It has also been noted, that atypical nevi and early melanomas express p53 and p21 and that p16 is deleted or silenced in a majority of primary melanomas (
Gray-Schopfer et al., 2006). While telomere attrition may not play a role in the initial formation of melanocytic nevi, these observations suggest replicative senescence may act as a second line of defense in melanocytes. If melanocytes eventually escape oncogene-induced senescence and reenter the cell cycle, cells with short telomeres will reach the critical length earlier causing cells to undergo replicative senescence or apoptosis, which may explain the inverse correlation between number of nevi and age in individuals over 30 years of age (
Bataille et al., 2007). Longer telomeres in melanocytes, which already have two oncogenic mutations (activating BRAF and silenced/deleted p16), may result in delayed senescence or apoptosis providing these cells with a greater opportunity to acquire additional mutations, increasing the probability of malignant transformation. The positive association we observed between relative telomere length and melanoma risk would be consistent with such a mechanism.
In this study, we used self-reported information on nevus counts. The validity of self-reported nevus counts was evaluated in previous studies. For example, the majority of studies on nevus counts have shown substantial agreement between nevus self-counts and dermatologist-counts (
Buettner and Garbe, 2000;
Little et al., 1995;
Melia et al., 2000). The Spearman correlation coefficient was 0.91 between nevus counts by patients and physicians, suggesting quite a good correlation between the two measurements (
Mikkilineni and Weinstock, 2000). Some case-control studies involving self-counts of nevi have demonstrated a substantial correlation of those counts with melanoma risk (
Lawson et al., 1994;
Weinstock et al., 1989). We did not have information on the total number of body moles and used the number of moles on the arms as a proxy for the total body mole counts. We previously examined moles on all four limbs versus one limb in relation to melanoma risk and found that the risks calculated from both calculations were comparable (
Bain et al., 1988).

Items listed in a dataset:
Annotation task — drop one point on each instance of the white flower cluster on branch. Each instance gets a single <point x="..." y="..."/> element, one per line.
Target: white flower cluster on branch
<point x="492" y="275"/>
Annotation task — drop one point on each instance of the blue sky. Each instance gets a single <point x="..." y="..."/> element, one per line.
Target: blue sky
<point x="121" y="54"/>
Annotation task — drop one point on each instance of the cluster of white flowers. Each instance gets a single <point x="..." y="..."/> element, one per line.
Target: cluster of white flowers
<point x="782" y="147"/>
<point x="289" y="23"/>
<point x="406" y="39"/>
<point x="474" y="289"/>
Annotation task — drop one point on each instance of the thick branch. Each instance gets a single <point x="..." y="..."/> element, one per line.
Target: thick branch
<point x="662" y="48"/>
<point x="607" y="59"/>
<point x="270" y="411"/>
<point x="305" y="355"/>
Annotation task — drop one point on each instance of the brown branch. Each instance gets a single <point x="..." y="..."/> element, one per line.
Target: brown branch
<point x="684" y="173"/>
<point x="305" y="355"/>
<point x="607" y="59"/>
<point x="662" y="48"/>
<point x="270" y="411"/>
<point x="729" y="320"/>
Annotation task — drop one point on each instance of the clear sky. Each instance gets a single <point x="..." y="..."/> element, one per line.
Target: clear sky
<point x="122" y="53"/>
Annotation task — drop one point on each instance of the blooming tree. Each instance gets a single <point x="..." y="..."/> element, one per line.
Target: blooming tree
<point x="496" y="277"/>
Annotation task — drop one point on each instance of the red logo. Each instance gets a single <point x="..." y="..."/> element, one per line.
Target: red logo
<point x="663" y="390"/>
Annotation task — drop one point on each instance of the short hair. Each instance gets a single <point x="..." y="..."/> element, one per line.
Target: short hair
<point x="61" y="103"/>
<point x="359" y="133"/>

■ EXERCISE
Answer these questions from the excerpt on telomeres and melanoma:
1. What Spearman correlation coefficient was reported between nevus counts by patients and by physicians?
2. Moles on which body part served as a proxy for total body mole counts?
3. Which two oncogenic mutations do the melanocytes with longer telomeres already have?
The items have nothing to do with this exercise.

■ RESPONSE BELOW
1. 0.91
2. The arms
3. Activating BRAF and silenced/deleted p16